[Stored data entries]

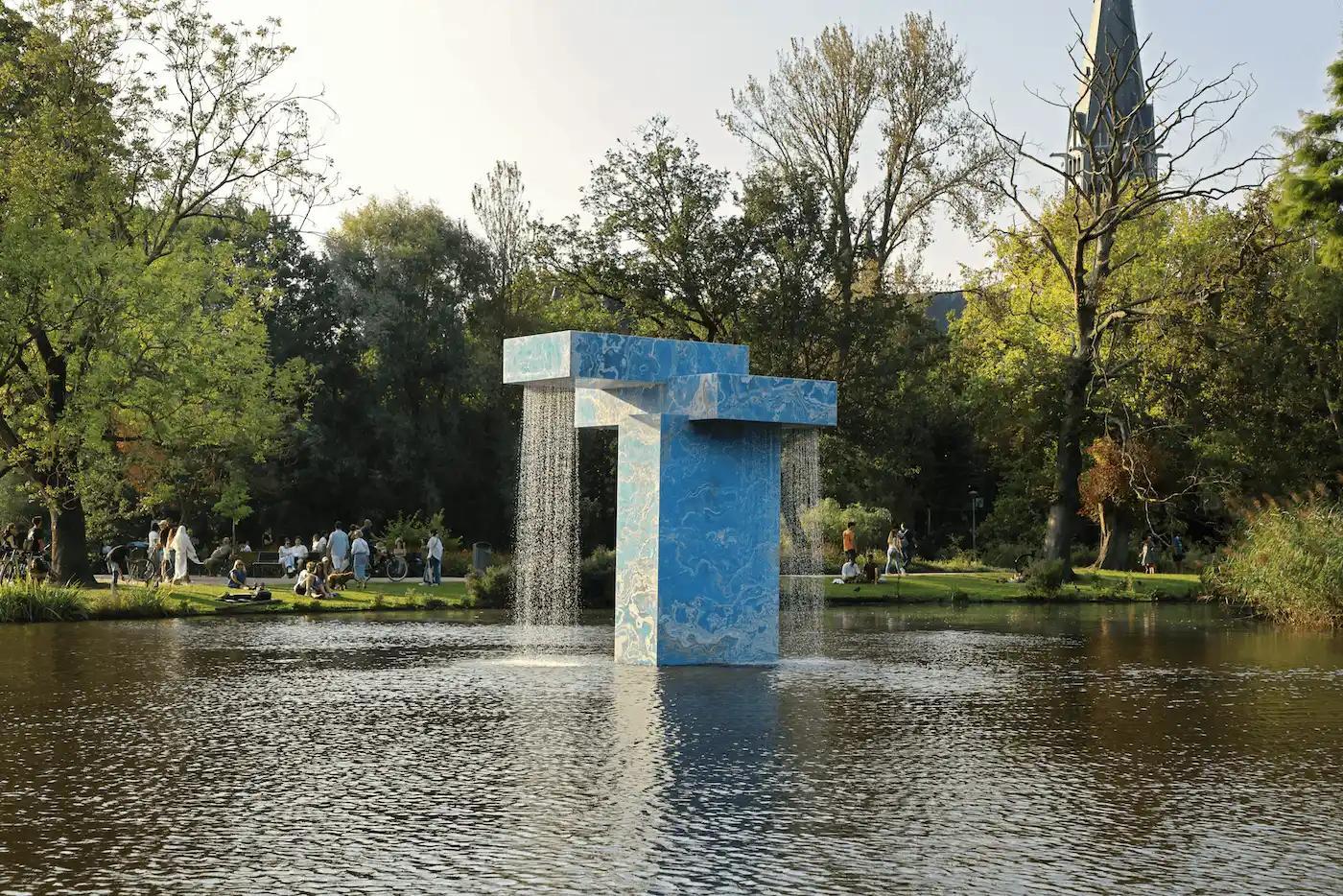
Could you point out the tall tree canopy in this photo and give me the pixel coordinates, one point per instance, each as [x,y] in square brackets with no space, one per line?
[130,326]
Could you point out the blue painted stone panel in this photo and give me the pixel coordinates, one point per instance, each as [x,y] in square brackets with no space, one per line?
[719,544]
[537,359]
[761,399]
[594,407]
[611,360]
[640,459]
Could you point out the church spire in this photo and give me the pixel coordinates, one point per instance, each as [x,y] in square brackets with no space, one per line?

WHAT TO WORK ON » Output exactly, and only, the lines running from the one that contains "Could you point out the blue" through the last line of the entries above.

TASK RESPONSE »
Could you point out the blue painted stone panel in this photo and give me the pixel coordinates, one point per instance, each as [x,y] in square brackets with no space, one per line?
[719,544]
[537,359]
[761,399]
[594,407]
[611,360]
[640,459]
Could you point out the church spire in this photo and give me the pixel coordinates, one point per instance, each as [x,y] in square brackets with no space, one per line?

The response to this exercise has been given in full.